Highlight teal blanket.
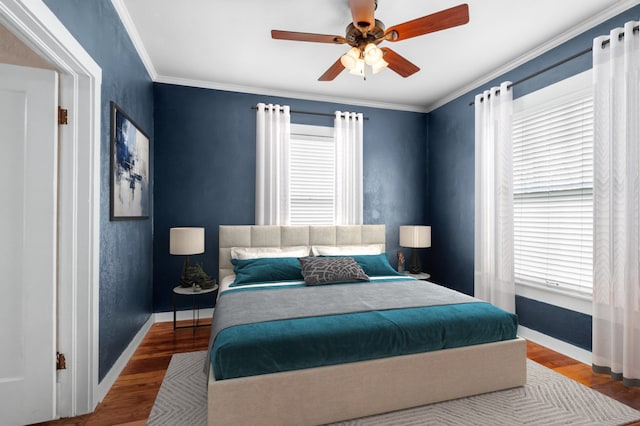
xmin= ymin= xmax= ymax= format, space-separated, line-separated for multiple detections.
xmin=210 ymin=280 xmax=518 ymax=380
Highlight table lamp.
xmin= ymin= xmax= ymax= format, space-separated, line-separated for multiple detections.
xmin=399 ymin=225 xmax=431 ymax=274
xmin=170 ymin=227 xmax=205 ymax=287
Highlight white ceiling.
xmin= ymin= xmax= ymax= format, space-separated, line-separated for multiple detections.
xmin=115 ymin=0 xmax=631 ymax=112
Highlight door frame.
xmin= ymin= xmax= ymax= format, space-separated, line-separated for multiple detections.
--------------------------------
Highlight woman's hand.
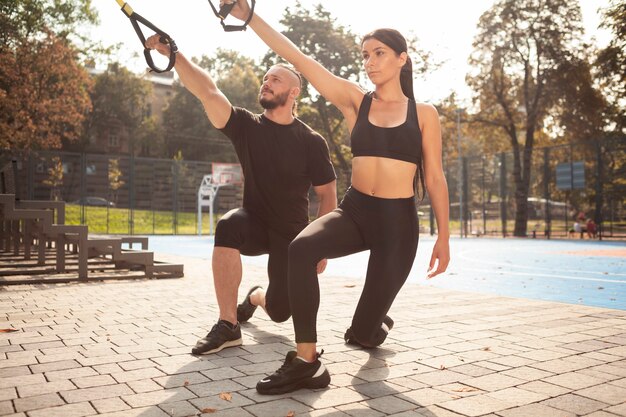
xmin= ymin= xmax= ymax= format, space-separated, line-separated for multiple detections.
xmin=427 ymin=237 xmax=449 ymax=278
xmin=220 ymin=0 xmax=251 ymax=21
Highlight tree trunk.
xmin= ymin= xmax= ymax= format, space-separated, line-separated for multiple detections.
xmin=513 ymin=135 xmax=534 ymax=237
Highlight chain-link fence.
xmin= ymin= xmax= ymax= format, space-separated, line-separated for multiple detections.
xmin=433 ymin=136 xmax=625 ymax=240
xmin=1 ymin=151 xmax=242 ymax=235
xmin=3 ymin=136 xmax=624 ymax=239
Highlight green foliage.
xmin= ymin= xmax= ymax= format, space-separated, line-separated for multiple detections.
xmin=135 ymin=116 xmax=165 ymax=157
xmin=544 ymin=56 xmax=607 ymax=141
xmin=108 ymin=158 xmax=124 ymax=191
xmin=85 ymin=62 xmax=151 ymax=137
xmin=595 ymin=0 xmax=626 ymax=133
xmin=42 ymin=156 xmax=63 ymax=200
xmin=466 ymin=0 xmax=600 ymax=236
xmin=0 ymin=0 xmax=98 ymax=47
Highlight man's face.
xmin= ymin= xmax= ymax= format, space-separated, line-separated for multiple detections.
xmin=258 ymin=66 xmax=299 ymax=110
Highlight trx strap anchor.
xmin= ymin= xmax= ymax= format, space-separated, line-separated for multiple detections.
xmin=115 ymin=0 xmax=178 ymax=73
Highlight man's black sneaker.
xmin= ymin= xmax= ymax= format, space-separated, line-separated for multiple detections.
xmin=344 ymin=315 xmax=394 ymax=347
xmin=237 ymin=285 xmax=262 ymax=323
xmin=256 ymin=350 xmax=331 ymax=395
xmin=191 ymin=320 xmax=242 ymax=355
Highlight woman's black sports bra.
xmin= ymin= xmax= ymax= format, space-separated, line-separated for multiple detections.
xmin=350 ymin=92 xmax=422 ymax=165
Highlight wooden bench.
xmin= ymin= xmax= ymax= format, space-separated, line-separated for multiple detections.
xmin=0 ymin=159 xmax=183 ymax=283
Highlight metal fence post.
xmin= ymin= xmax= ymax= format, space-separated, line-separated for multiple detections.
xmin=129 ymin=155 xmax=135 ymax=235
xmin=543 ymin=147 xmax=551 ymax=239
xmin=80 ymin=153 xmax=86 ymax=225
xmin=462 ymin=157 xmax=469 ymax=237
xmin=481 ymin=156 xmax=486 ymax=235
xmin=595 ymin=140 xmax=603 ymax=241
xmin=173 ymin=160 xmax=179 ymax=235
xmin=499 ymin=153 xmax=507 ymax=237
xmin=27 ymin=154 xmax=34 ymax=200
--------------------------------
WORK ITEM:
Would you filter the entries above and keep each line that has the word "black"?

TASK RESPONSE:
Highlight man's black sneaker.
Highlight woman's black sports bra.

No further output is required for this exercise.